- **Exercise materials**:
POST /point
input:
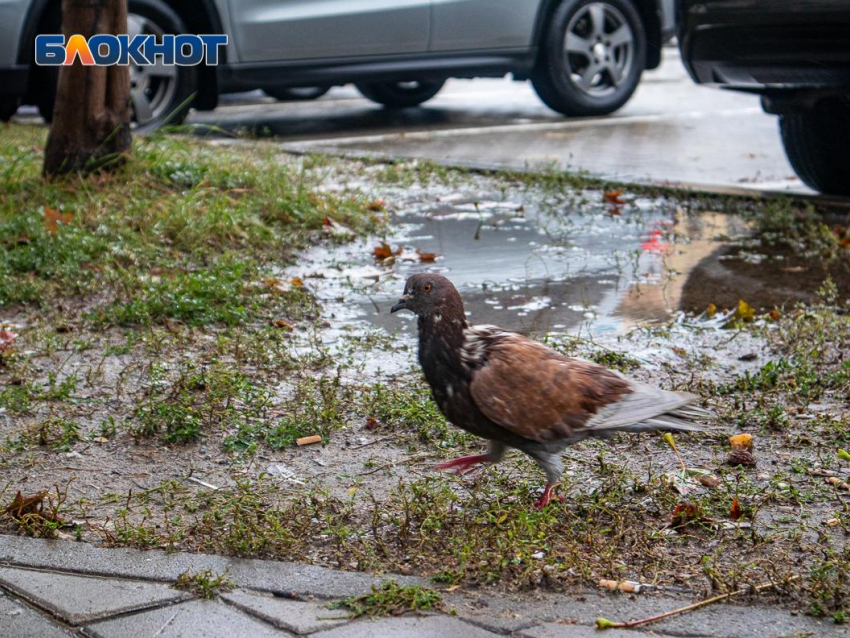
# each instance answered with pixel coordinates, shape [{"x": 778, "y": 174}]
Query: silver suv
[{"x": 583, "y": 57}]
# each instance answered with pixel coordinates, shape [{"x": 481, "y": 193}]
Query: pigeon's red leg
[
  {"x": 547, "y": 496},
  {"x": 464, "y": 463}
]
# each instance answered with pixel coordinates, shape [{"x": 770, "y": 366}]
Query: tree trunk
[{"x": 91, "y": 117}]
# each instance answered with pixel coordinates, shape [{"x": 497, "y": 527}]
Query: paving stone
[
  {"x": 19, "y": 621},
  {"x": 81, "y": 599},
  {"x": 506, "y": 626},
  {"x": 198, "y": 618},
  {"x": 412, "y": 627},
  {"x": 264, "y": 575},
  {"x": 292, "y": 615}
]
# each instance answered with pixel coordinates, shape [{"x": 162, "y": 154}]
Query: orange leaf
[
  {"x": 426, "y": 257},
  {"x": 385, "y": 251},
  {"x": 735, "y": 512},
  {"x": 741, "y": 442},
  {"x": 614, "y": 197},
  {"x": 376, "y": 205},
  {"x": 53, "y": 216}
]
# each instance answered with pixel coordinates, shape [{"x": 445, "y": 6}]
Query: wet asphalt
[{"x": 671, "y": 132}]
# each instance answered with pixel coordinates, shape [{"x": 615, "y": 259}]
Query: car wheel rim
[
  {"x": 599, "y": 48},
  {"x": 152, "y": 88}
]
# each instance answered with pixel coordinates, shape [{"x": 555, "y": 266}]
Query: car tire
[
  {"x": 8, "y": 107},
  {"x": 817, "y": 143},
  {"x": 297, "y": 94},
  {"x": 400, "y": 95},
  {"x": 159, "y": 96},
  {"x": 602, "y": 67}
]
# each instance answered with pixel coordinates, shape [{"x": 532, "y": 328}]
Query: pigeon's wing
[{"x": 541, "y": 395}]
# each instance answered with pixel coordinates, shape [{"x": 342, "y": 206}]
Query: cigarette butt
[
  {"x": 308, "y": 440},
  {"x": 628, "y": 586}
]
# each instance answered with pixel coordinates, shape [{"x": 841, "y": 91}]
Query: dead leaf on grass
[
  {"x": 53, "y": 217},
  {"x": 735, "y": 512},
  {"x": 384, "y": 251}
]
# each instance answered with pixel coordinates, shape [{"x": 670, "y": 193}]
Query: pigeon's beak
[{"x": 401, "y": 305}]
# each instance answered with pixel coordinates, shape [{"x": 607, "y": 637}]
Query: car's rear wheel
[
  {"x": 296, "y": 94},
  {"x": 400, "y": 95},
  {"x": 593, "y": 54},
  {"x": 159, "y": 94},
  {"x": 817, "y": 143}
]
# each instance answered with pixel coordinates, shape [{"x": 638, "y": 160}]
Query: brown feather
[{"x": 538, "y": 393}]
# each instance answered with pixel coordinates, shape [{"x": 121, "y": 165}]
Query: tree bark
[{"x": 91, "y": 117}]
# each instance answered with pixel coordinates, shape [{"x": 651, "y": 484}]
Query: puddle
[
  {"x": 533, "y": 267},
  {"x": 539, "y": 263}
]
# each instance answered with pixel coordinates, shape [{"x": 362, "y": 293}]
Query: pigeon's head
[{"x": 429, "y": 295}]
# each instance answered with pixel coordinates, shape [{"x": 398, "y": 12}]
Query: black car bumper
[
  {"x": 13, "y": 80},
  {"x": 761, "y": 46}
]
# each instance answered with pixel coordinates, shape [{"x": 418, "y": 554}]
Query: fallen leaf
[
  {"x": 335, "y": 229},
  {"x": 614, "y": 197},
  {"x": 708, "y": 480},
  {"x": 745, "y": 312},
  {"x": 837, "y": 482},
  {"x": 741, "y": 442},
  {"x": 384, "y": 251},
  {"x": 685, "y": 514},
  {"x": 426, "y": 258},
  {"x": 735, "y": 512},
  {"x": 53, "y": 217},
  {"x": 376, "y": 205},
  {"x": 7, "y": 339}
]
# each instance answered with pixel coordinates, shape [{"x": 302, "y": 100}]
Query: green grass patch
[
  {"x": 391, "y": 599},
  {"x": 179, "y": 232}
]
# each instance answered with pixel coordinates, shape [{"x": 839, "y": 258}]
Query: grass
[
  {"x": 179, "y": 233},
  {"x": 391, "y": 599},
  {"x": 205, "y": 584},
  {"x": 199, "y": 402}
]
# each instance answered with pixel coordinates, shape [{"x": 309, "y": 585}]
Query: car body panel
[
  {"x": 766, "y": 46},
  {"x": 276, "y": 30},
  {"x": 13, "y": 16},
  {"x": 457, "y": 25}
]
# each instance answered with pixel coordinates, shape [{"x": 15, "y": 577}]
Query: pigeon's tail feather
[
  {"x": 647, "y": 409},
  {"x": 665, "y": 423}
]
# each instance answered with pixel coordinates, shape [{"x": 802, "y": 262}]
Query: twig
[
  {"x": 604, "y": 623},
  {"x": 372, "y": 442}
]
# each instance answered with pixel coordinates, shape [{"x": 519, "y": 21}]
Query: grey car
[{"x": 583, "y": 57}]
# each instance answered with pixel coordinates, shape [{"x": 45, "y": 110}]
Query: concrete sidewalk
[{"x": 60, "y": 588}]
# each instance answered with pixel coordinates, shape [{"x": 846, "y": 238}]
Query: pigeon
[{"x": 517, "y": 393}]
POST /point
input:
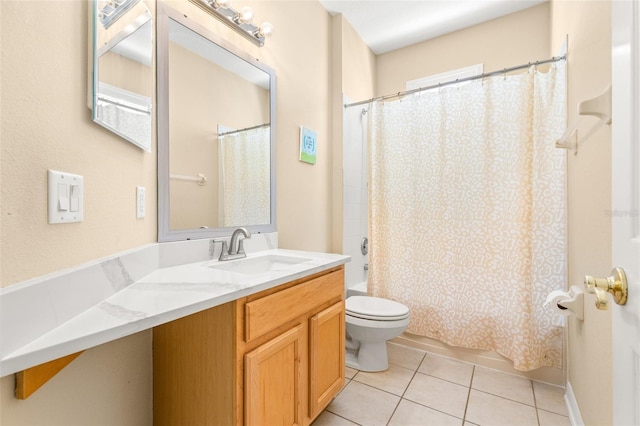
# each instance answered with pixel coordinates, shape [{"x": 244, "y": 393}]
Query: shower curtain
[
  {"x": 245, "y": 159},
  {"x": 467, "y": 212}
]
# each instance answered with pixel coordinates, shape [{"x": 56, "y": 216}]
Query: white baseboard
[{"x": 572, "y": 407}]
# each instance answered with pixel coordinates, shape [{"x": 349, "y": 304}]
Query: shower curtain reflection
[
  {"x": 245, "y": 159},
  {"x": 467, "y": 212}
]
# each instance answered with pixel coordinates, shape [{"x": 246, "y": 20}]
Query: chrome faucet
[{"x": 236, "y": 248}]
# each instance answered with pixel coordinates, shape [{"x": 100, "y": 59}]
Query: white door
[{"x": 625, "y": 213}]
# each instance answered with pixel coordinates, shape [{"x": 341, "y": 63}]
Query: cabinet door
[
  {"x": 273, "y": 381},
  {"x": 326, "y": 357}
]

- **Your task**: Show each line of the data above that contains the string "pigeon", where uppercase and lowercase letters must match.

- **Answer for the task**:
Query: pigeon's red leg
Query: pigeon's wing
Query: pigeon's beak
Query: pigeon's head
Query: pigeon's tail feather
Query: pigeon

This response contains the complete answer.